### To-do list
1. Report every line in the entries that contains the string "reflection". Case counts.
2. Pick up the article on telecom complaints to the ombudsman and continue it from its last sentence.

### Selected text
_ _ _ _ _
Customer complaints about NBN connections are up by 63 per cent, and complaints about NBN line faults are up nearly 150 per cent, according to the Telecommunications Industry Ombudsman’s 2015-16 annual report released today. The NBN now accounts for almost 12 per cent of TIO complaints, but there’s also a good side to the news: we’re not complaining as much about our mobile and landline telephones any more.
2015-16 saw the lowest level of complaints about mobile connections in nine years, in fact, according to the TIO. Landline complaints are also down. Telstra and Vodafone saw drops in TIO objection rates — by 3.2 per cent and a massive 59.5 per cent respectively — but Optus, iiNet and TPG bore the brunt of telco complaints with 18.2 per cent, 48.2 per cent and 7.4 per cent rises in TIO contact from customers respectively.
_ _ _ _ _
### Data section
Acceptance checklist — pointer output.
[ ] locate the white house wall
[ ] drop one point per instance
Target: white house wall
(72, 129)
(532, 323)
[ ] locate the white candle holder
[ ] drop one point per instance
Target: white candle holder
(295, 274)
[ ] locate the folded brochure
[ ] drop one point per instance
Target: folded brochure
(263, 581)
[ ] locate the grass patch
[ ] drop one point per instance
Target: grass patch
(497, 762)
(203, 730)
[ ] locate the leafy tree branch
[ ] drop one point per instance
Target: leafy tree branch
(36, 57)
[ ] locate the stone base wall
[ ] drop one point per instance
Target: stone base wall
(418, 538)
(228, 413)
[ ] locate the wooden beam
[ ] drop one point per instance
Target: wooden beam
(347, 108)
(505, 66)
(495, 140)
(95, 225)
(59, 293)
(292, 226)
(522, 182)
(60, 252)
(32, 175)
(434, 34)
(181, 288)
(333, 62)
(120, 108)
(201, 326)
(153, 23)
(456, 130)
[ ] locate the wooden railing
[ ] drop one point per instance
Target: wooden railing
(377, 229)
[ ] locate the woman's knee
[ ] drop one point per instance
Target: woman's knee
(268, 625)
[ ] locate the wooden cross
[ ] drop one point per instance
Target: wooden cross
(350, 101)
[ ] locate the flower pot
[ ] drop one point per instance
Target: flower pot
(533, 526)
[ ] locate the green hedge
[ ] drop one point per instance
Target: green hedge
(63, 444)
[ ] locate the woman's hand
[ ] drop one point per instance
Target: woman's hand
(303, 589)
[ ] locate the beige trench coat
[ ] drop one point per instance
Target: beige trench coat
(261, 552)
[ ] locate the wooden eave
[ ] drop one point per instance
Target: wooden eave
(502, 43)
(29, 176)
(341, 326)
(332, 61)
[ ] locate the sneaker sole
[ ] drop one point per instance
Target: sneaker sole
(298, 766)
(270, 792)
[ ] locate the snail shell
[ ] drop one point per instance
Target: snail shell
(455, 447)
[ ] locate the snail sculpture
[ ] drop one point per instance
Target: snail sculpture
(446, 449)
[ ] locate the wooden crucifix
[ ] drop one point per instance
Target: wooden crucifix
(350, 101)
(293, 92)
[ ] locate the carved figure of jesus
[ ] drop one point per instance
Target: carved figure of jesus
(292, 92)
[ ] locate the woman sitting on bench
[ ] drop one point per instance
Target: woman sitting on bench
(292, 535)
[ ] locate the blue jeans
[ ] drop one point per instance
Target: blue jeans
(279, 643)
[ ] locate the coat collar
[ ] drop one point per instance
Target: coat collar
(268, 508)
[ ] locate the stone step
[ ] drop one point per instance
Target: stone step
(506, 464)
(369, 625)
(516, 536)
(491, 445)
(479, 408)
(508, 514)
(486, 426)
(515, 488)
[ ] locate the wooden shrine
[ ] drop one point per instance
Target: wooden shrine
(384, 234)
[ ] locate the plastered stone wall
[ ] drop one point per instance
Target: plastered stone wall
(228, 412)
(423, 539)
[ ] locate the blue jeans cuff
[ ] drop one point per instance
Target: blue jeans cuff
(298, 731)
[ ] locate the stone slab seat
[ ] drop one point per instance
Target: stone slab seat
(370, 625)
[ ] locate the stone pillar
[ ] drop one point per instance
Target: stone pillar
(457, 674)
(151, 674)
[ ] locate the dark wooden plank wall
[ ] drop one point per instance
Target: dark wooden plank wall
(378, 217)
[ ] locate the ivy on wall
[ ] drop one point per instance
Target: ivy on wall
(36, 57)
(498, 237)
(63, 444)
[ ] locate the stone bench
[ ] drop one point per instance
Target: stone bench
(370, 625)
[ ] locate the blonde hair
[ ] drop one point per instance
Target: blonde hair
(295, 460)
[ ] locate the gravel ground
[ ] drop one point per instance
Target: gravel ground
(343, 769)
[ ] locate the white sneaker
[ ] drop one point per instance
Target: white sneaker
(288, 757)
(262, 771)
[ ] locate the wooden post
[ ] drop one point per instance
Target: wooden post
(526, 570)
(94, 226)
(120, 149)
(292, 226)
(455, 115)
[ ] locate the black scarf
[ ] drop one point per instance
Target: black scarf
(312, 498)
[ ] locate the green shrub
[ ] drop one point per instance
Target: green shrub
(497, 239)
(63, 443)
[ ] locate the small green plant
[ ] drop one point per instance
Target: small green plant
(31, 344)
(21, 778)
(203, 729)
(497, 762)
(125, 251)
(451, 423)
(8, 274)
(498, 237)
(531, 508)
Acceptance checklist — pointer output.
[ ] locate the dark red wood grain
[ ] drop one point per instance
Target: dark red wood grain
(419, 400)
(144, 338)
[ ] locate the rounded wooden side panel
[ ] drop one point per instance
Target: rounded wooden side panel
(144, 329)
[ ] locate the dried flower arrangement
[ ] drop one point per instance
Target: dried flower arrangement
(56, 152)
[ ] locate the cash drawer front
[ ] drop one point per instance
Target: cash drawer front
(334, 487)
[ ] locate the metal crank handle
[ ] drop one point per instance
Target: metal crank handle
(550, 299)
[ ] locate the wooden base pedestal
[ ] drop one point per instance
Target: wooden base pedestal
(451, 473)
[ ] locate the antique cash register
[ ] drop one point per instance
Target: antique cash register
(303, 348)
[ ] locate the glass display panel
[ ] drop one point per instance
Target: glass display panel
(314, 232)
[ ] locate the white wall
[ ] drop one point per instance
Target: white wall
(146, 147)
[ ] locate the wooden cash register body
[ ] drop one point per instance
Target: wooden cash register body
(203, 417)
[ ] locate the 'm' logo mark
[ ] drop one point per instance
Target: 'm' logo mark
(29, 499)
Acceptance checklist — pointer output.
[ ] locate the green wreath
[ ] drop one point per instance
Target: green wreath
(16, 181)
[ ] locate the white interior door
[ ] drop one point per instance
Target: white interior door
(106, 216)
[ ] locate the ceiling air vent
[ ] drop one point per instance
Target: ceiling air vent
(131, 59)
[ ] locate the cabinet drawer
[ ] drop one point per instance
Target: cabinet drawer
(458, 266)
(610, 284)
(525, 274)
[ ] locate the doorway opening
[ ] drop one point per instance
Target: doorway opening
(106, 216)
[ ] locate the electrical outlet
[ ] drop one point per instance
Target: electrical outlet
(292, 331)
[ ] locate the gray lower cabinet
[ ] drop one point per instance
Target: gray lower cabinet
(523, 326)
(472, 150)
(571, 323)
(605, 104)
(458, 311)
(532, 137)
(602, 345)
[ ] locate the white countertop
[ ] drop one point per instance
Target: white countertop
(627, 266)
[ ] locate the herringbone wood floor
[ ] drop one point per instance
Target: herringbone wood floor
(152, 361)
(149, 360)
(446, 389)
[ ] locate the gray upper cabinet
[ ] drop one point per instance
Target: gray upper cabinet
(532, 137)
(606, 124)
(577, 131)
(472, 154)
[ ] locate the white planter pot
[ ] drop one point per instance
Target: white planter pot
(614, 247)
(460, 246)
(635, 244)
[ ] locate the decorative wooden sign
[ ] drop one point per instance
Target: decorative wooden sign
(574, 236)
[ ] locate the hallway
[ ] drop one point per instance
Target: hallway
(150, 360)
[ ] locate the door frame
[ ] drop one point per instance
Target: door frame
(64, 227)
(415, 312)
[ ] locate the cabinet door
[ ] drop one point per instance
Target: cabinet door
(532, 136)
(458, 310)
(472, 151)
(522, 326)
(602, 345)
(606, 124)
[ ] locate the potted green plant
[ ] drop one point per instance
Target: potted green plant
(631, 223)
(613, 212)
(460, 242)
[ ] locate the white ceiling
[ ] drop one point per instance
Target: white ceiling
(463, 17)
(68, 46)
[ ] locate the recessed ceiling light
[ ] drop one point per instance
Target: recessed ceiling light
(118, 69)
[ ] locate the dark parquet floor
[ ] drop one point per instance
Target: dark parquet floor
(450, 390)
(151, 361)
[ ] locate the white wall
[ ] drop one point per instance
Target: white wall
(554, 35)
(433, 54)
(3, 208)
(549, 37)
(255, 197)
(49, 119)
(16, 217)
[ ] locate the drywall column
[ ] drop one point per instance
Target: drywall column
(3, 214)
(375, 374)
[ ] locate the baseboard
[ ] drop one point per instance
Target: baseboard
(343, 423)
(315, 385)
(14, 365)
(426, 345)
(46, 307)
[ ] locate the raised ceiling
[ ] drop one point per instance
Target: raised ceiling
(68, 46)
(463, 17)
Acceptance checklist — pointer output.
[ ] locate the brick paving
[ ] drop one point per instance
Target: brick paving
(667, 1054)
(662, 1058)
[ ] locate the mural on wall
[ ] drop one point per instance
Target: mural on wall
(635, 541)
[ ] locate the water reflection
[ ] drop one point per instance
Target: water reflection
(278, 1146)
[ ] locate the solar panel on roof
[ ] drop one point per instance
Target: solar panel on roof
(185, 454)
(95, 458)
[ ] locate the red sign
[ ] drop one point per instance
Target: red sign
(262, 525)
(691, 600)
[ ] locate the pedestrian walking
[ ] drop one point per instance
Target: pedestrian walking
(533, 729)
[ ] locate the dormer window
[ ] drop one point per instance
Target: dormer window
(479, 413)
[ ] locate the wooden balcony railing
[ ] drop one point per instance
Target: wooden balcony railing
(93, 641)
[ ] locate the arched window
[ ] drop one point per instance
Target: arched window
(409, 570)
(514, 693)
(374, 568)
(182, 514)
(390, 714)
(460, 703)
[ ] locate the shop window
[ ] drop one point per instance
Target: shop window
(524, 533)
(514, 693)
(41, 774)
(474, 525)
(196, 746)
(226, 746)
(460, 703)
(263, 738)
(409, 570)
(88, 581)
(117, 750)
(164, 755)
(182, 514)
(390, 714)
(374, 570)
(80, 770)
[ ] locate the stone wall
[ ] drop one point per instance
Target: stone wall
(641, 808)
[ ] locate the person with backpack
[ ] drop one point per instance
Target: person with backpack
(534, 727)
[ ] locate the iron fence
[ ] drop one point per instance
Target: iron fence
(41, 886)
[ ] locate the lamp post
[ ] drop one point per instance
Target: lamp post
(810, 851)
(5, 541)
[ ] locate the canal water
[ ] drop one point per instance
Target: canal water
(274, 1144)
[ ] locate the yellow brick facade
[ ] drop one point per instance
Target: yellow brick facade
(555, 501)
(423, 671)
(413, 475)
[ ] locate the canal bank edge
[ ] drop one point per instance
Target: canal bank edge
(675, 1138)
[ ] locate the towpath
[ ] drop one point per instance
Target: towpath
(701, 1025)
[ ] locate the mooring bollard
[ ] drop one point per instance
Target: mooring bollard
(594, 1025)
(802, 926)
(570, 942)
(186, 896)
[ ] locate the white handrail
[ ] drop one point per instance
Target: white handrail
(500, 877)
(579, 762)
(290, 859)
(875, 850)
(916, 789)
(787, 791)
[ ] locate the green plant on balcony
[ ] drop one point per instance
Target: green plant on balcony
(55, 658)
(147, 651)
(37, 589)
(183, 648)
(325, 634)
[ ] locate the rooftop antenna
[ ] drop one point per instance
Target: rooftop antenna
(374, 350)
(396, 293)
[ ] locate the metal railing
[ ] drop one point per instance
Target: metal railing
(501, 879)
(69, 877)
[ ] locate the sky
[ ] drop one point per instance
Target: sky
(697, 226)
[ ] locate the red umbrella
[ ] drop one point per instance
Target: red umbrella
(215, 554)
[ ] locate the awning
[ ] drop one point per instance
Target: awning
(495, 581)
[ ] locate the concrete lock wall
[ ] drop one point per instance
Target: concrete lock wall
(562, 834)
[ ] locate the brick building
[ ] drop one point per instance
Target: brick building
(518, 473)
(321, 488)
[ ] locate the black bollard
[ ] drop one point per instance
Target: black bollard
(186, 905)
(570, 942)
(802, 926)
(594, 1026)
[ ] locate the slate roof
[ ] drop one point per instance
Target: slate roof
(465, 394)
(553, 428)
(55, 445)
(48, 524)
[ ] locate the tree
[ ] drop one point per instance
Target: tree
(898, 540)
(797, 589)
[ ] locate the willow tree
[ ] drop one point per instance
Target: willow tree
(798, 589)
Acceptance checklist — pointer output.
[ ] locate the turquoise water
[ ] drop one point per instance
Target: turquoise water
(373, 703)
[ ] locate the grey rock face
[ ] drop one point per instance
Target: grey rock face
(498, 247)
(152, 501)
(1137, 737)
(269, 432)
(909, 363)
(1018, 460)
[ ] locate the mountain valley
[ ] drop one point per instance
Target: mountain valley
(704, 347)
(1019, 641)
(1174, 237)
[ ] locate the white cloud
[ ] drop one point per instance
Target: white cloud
_ _ _ _ _
### Responses for each task
1.
[ ] locate the water reflection
Target: water reflection

2.
The TIO will only open a dispute if customers first try to resolve their issue with the telco directly, suggesting poor internal customer service could be responsible for the large rises in complaints at Optus and iiNet. Billing and payments is still the most popular reason for complaints, with customer service and faults ranking second and third respectively. Victorians complain the most and NT residents the least, but it’s always customers in major cities that make the majority of the noise.
But it’s the massive jump in NBN complaints — primarily for faults, but also around connections themselves — that the TIO is calling out this year. Slow data speeds, whether either from network congestion during peak usage periods or from customers’ expectations of the NBN network not being met on variable-speed copper-based services like fibre to the node, were the primary reason for TIO contact. Long waits for NBN connections and repairs were also up in the TIO’s log books.
Lobby group Internet Australia says that while it believes the national broadband network company’s claims that the increase in complaints come from an increased number of connections, it’s also seeing that customers are confused about what quality of service they should receive. IA CEO Laurie Patton says that while fibre to the node is used, customer experience will still be inconsistent and that fibre to the driveway is the future. “Using FTTdp is a significant improvement and in our opinion this should become the default technology for those areas currently slated for FTTN.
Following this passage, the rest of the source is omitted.